### Input for this task ###
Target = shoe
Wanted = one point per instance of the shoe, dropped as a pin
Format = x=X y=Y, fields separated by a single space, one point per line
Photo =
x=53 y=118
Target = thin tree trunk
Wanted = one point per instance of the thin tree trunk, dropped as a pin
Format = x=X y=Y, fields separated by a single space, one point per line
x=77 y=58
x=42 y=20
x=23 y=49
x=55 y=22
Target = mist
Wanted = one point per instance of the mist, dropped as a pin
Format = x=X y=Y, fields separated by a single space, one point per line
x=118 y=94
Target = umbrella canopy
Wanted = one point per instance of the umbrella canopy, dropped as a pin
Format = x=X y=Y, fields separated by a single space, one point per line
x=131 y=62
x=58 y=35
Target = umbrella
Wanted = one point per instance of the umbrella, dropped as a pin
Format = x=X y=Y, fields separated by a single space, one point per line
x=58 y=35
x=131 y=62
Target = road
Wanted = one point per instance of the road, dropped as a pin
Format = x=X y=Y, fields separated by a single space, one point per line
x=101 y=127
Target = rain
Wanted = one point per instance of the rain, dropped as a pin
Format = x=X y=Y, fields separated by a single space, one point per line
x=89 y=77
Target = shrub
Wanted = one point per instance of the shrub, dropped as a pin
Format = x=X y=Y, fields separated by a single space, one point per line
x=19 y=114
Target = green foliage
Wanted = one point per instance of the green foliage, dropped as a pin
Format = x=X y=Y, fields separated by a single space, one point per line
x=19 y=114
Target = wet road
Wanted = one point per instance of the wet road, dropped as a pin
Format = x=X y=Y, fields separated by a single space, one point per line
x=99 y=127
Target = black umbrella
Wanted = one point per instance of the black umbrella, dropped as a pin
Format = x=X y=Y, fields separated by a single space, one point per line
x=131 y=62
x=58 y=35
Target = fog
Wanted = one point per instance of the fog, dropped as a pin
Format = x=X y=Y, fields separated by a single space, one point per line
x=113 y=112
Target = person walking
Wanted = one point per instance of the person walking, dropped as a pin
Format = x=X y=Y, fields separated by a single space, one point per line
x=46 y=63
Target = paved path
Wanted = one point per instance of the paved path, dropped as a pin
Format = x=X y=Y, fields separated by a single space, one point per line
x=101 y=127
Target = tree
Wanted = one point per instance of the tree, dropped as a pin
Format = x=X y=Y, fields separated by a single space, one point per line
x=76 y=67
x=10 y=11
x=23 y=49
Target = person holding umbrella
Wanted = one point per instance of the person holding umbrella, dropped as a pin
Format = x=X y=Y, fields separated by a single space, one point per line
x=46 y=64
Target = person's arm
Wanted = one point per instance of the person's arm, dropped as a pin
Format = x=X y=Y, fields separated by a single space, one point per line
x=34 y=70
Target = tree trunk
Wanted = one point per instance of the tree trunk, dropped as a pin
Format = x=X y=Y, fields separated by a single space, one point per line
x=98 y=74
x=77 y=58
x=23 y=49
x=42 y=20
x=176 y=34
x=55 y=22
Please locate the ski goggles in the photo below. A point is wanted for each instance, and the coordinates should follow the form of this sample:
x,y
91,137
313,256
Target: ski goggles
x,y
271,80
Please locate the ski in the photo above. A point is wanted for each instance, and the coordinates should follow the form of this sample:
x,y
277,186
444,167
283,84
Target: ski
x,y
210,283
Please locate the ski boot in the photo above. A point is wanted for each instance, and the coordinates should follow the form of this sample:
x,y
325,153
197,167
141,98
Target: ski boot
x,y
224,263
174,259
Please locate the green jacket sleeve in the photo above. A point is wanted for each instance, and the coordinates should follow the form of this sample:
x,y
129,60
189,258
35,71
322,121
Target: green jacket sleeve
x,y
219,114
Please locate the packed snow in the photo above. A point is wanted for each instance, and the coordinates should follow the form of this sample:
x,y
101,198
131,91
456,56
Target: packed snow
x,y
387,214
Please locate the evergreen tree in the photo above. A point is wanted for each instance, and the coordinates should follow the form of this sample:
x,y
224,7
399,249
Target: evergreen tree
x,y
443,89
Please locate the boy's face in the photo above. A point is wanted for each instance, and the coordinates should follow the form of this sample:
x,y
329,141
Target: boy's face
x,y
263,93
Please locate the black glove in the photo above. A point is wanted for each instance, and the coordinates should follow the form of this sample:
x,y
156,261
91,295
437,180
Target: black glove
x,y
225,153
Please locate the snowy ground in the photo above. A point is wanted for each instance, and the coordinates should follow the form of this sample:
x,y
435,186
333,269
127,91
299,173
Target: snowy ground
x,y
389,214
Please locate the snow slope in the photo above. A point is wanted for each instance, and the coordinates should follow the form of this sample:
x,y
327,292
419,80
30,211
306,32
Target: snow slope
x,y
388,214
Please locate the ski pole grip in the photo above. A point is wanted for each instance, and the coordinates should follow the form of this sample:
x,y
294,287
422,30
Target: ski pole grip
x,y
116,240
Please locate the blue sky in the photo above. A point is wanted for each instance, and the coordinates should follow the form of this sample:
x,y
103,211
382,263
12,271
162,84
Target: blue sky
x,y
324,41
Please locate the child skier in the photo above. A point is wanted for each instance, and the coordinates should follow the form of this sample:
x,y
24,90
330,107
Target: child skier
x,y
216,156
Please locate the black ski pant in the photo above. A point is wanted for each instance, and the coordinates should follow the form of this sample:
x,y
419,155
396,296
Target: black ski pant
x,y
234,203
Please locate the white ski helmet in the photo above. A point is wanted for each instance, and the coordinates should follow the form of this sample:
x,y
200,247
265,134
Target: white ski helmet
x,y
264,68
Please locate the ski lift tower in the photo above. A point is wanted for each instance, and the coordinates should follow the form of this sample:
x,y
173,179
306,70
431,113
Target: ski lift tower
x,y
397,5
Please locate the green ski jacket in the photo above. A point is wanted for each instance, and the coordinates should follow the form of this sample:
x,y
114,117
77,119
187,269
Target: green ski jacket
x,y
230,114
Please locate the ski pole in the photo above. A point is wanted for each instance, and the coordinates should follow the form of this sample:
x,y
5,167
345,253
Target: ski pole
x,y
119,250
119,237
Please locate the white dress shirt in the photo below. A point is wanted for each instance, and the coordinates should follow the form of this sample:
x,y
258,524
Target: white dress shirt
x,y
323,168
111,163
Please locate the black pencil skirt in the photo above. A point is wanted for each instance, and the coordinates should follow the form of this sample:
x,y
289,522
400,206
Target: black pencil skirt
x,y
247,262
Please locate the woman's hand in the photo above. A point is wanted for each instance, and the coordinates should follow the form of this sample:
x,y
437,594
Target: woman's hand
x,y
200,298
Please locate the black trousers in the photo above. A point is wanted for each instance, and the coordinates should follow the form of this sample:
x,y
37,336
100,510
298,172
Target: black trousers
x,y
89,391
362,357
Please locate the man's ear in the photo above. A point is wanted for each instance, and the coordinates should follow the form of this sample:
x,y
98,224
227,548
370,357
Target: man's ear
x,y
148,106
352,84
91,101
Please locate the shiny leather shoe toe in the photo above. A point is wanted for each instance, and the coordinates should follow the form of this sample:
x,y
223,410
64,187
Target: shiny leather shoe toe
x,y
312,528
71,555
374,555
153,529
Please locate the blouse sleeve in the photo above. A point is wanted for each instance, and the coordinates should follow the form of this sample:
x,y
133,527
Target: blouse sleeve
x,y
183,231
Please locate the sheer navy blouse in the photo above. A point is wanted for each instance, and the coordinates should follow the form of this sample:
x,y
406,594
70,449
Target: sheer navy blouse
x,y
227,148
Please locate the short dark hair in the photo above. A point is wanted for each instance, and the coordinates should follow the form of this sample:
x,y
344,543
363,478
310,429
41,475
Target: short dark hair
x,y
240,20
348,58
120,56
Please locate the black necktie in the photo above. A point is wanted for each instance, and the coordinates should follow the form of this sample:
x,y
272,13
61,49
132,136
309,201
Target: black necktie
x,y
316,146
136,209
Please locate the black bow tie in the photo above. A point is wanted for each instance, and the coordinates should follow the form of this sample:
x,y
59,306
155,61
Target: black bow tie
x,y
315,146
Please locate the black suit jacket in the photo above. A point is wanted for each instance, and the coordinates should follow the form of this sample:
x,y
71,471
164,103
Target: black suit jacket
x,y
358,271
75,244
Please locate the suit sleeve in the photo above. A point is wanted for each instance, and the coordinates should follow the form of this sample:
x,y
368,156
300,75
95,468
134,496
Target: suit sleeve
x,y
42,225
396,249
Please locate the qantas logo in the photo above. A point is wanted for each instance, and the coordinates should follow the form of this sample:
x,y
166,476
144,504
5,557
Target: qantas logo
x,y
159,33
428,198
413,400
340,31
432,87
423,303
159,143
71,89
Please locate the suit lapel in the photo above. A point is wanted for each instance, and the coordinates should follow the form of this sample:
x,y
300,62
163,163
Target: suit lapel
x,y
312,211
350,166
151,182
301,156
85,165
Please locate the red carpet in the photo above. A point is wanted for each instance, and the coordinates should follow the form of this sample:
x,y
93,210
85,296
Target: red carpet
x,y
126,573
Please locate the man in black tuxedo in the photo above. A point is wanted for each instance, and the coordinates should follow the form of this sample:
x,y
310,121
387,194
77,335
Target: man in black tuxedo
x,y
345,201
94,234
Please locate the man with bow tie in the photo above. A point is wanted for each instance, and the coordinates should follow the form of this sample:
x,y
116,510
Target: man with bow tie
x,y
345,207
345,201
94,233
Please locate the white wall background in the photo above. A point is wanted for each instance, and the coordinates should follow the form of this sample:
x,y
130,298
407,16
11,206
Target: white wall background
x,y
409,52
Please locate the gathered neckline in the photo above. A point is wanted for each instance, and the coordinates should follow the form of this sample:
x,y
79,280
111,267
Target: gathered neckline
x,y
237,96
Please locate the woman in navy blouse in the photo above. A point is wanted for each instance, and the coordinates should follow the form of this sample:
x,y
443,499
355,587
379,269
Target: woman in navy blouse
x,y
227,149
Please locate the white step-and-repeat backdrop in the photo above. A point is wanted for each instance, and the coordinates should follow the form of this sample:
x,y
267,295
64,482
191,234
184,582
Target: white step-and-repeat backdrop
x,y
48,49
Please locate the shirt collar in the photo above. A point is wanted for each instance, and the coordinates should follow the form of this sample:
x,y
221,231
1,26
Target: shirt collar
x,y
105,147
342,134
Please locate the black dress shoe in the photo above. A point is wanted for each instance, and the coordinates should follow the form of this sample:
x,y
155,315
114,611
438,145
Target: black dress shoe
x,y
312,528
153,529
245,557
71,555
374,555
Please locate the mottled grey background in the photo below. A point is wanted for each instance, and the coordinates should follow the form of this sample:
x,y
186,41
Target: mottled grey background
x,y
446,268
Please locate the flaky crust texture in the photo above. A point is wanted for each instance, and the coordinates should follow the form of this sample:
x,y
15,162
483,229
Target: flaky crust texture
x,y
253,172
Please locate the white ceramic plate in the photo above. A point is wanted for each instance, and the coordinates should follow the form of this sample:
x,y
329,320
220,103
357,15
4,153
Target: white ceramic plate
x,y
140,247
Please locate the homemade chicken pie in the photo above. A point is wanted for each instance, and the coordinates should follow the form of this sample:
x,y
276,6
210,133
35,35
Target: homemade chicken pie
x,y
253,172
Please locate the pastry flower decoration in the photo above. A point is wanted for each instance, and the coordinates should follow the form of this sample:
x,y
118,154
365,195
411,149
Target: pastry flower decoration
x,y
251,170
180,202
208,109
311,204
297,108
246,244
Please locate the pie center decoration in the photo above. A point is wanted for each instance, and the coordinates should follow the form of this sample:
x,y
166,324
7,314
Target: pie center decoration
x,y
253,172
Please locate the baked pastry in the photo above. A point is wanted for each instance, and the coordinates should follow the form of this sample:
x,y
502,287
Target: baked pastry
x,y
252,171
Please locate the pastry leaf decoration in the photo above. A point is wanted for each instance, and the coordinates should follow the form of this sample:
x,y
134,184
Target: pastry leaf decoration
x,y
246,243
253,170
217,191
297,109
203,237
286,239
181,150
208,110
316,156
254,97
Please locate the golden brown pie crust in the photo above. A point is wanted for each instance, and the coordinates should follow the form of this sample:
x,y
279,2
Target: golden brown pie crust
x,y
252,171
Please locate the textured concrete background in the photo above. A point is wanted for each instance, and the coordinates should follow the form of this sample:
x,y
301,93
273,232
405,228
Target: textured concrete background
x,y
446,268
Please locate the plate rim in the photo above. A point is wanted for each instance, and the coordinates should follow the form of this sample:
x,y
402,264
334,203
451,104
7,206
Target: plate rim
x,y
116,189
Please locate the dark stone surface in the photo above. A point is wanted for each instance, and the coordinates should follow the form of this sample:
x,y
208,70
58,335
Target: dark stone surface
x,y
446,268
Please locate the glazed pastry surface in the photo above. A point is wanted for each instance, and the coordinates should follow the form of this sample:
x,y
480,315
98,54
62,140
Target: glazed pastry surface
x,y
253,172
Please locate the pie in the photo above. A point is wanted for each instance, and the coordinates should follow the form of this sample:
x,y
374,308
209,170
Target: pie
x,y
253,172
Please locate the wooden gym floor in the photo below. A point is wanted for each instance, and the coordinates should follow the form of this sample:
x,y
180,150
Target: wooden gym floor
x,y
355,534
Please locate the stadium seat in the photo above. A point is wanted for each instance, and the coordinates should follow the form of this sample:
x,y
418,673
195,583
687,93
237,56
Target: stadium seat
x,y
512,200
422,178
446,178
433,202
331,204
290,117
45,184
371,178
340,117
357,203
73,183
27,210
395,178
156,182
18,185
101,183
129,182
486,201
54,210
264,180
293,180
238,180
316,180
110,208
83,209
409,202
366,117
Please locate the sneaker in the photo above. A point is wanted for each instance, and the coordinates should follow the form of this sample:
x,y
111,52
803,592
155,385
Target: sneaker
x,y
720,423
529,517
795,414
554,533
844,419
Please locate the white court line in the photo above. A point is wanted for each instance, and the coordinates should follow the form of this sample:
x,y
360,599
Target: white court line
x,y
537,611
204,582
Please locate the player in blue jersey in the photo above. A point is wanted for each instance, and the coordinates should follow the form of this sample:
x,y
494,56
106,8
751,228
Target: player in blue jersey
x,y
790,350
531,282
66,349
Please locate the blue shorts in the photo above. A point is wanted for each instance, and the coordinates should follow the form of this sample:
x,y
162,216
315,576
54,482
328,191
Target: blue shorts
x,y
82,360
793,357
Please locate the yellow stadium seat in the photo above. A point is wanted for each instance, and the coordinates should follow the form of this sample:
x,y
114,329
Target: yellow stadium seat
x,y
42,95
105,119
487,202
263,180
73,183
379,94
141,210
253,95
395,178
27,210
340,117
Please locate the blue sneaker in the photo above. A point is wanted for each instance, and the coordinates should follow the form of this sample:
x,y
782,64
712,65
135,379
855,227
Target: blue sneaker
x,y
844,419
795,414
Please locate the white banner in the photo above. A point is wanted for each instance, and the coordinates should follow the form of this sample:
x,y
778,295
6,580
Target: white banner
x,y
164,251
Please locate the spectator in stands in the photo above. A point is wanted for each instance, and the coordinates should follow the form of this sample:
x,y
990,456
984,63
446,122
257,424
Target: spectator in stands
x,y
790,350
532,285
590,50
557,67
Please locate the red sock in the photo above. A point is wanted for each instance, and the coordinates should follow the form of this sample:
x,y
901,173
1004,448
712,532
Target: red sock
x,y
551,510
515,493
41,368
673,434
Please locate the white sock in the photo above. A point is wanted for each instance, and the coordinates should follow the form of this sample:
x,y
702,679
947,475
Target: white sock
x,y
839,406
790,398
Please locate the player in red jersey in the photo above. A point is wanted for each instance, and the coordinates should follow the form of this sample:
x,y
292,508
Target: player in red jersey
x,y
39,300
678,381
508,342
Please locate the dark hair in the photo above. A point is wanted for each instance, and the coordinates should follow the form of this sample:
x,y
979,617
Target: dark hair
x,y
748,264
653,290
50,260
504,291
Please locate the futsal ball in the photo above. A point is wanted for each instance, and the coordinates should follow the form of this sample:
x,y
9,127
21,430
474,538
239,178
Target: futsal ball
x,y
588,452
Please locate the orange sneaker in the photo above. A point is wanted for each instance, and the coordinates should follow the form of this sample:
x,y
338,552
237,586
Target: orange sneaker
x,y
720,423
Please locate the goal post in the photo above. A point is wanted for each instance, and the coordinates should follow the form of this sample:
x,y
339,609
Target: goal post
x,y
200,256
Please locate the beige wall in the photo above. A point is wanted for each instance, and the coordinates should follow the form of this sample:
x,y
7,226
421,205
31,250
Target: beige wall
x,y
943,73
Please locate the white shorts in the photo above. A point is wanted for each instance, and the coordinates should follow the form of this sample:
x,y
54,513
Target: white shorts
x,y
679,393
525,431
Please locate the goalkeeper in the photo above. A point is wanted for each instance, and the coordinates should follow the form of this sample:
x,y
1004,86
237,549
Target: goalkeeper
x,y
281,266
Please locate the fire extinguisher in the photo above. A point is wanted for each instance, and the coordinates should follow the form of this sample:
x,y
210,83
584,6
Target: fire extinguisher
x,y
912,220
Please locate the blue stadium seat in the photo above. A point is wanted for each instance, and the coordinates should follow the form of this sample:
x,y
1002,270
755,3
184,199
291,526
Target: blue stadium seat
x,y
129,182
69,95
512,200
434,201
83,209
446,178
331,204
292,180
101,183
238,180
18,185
###
● **Activity**
The answer should be one number: how many lines in the data contain the word "path".

● **Solution**
2